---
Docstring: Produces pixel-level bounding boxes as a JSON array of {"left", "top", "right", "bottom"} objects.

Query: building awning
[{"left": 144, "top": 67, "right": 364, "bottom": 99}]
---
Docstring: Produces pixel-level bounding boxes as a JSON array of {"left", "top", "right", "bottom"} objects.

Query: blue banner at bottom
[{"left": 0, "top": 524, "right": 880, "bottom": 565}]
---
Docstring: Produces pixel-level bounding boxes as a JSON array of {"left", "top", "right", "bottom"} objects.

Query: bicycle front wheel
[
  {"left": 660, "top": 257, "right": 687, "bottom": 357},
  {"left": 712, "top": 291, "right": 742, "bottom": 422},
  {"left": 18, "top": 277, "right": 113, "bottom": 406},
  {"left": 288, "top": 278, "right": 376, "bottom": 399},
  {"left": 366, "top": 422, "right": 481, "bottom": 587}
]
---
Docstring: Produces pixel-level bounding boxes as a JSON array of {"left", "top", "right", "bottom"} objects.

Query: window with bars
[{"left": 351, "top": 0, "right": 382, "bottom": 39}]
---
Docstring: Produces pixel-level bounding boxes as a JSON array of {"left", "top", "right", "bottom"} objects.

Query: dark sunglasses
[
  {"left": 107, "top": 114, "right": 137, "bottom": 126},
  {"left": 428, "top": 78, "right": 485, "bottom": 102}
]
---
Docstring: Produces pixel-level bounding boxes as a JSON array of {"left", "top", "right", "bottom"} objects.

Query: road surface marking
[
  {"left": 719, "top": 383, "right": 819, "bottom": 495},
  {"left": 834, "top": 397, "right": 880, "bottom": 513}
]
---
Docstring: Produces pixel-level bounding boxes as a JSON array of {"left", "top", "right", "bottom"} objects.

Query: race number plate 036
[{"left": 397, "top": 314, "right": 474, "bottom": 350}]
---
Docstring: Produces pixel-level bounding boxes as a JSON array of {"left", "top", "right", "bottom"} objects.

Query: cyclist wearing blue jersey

• • • • •

**Written instruction**
Pick out each line of the listing above that contains the word "blue", and copy those lines.

**Output for this task**
Query: blue banner at bottom
Query: cyclist wearing blue jersey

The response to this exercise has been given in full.